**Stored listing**

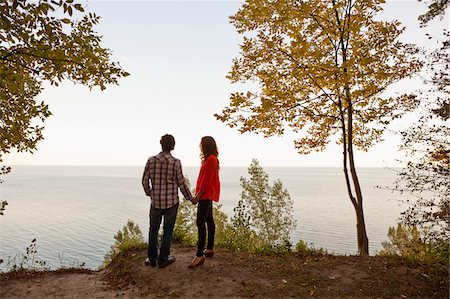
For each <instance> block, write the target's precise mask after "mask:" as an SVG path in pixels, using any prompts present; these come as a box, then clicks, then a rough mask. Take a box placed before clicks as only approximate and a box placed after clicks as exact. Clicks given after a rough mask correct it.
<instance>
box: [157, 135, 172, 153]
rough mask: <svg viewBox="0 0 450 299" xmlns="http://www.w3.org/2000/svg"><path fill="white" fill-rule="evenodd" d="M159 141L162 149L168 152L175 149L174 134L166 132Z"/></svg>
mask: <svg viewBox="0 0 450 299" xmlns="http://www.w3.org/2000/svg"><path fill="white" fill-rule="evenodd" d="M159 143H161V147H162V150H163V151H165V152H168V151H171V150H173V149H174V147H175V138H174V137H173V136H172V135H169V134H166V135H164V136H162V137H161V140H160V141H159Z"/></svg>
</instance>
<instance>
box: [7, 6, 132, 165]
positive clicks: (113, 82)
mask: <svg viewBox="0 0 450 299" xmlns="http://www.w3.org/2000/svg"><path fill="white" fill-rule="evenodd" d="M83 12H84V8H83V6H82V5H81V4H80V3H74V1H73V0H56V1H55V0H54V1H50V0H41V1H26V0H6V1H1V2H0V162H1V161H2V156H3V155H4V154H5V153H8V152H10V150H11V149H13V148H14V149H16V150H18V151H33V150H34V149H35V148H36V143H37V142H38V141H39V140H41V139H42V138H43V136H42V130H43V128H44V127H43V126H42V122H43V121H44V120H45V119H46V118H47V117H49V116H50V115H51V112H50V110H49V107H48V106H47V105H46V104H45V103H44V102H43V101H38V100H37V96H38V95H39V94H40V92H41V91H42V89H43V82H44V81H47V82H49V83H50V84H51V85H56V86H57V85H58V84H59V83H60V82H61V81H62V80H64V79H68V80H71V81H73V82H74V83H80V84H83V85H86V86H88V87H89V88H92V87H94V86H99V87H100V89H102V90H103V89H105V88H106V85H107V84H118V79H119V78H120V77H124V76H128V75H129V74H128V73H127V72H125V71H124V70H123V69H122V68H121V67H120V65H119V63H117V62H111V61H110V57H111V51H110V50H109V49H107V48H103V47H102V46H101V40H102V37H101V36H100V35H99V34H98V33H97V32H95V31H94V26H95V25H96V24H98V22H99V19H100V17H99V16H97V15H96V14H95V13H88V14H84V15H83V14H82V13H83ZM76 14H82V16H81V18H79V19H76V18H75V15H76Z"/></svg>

==

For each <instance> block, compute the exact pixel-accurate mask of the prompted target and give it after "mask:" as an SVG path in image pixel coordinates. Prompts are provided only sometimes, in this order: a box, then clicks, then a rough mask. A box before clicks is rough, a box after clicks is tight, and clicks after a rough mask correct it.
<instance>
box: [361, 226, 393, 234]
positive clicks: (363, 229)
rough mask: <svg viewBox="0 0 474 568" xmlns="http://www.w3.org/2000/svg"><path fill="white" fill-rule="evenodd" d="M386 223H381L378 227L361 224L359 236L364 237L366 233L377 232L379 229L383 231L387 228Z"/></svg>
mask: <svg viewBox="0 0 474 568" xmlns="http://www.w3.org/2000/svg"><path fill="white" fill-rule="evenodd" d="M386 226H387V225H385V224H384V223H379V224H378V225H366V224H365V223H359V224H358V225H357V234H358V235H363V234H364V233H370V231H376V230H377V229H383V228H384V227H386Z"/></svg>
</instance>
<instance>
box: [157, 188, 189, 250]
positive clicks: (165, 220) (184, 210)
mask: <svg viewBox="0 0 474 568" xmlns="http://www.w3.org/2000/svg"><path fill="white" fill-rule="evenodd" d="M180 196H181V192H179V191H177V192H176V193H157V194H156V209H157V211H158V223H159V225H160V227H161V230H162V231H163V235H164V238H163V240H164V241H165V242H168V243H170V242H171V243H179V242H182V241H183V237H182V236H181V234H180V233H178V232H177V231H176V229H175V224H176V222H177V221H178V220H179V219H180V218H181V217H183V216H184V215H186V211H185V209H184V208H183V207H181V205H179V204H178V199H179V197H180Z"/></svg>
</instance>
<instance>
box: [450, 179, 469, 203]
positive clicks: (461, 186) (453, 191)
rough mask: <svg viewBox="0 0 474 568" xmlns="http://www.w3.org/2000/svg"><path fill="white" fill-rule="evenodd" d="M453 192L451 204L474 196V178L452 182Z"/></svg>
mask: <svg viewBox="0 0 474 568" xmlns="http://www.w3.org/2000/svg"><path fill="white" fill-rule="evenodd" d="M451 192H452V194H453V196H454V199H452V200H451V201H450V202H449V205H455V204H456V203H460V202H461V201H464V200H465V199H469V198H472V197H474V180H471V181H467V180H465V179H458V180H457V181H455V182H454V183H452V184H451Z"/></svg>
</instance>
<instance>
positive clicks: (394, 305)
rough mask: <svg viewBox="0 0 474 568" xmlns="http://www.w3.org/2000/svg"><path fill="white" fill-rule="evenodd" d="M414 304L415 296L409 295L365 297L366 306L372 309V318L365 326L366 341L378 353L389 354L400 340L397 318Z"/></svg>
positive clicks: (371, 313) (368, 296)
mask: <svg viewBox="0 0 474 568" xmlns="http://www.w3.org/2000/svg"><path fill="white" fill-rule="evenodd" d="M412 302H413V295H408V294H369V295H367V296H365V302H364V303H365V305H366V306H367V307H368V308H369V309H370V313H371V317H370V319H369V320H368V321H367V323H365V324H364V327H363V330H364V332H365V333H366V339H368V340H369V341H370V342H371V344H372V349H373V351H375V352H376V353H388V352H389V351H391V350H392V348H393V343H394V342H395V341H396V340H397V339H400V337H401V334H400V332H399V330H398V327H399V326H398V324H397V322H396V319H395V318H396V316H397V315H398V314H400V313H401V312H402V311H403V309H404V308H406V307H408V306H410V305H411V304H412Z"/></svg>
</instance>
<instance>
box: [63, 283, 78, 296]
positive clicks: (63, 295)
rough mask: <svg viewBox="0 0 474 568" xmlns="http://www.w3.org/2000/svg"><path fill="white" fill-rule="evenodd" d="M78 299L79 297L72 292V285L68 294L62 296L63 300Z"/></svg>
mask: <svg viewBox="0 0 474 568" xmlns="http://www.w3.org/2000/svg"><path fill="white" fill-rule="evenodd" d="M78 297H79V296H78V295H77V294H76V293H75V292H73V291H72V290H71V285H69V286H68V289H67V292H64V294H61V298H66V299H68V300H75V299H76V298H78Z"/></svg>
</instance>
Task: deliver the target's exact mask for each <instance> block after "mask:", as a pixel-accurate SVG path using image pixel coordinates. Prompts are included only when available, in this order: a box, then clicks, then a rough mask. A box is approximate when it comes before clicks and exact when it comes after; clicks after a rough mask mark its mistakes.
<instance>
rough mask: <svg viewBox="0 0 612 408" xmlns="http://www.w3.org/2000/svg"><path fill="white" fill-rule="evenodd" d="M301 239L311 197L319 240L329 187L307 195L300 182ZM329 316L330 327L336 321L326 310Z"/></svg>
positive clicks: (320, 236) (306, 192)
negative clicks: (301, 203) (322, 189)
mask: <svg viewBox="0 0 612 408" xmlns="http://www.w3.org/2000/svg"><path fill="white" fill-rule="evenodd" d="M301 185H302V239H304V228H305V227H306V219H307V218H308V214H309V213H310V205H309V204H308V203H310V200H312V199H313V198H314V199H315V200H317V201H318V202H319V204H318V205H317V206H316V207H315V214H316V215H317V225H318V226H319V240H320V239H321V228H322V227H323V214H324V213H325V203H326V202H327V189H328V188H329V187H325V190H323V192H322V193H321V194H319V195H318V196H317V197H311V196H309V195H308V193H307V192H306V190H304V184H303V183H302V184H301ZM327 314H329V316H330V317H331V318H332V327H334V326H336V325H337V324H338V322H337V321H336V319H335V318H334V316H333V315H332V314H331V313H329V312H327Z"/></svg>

* * *

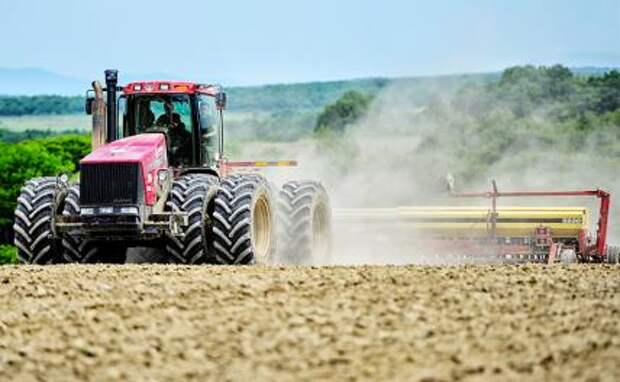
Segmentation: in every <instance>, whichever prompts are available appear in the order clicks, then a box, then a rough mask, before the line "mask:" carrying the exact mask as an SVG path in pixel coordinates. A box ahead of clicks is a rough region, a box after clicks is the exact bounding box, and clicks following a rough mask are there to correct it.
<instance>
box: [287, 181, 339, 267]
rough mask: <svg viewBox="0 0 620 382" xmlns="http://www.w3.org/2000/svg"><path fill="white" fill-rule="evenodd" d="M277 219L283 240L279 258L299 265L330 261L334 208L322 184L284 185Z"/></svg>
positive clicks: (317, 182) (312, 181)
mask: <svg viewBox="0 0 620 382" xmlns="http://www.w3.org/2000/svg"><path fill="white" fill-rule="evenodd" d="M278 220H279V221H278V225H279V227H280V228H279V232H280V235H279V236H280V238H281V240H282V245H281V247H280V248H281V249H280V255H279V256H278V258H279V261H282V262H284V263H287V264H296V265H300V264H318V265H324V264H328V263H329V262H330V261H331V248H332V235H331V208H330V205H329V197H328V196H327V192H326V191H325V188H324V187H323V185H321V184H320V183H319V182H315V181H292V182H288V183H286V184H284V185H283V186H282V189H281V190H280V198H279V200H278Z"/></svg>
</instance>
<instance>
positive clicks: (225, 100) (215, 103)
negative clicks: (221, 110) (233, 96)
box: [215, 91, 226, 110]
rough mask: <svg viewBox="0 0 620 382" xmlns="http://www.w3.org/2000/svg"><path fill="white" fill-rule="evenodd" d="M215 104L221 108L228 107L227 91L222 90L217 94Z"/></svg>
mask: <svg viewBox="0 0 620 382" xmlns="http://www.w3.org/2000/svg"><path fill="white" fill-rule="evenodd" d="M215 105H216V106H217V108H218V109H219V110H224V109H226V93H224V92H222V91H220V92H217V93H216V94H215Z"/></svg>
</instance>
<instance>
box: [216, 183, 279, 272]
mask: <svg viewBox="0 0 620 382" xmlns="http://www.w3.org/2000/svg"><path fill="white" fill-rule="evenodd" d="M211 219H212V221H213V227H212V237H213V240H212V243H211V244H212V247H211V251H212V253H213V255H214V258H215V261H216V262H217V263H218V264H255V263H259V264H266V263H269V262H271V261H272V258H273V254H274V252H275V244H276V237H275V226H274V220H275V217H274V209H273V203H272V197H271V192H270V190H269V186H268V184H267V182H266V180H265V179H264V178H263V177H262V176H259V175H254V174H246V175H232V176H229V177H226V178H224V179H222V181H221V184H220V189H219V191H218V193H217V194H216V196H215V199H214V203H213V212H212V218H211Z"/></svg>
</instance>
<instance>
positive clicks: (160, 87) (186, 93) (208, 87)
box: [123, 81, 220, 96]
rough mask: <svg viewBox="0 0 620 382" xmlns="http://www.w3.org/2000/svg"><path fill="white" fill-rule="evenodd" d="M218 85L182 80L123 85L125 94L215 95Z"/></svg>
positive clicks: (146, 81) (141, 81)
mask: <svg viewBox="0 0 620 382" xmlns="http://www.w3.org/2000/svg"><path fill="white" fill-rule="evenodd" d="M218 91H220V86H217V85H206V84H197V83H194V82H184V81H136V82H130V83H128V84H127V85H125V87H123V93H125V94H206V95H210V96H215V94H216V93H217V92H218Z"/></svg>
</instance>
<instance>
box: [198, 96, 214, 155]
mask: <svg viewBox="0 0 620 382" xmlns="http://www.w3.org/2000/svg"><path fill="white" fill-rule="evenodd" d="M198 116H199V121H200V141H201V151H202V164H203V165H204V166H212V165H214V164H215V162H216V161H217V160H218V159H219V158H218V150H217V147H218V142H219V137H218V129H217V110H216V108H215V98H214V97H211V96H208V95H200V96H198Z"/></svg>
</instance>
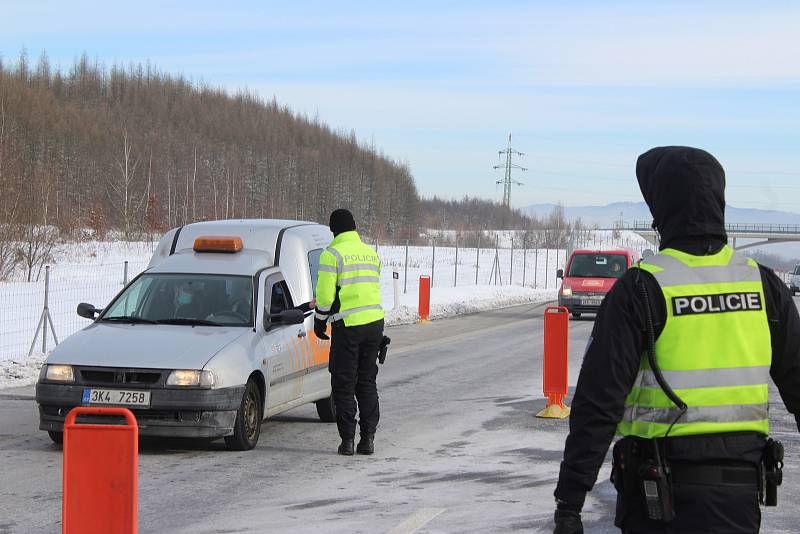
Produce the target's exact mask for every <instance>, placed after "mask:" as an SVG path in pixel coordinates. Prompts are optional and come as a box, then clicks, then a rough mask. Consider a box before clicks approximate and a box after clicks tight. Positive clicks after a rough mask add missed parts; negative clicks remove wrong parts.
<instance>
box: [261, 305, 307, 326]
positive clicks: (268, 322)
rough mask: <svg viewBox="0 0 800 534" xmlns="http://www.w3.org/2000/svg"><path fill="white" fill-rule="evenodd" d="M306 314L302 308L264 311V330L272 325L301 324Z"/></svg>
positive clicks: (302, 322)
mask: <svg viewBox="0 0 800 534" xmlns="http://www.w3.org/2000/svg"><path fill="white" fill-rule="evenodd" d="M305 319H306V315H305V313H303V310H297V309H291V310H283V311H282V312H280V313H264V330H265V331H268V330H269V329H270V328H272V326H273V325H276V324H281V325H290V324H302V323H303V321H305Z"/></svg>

**ASSIGNMENT**
Pull out every line of the listing above that contains the word "negative", matching its case exactly.

**ANSWER SECTION**
negative clicks: (301, 203) (322, 189)
negative clicks: (221, 110) (233, 96)
Produce the target's exact mask for every <instance>, placed after "mask:" as an SVG path in pixel coordinates. Prompts are optional and come as a box, then clicks, then a rough mask. Consider a box before clicks approximate and a box after clicks tight. Positive clicks after a rough mask add missed parts; negative clicks remove wrong parts.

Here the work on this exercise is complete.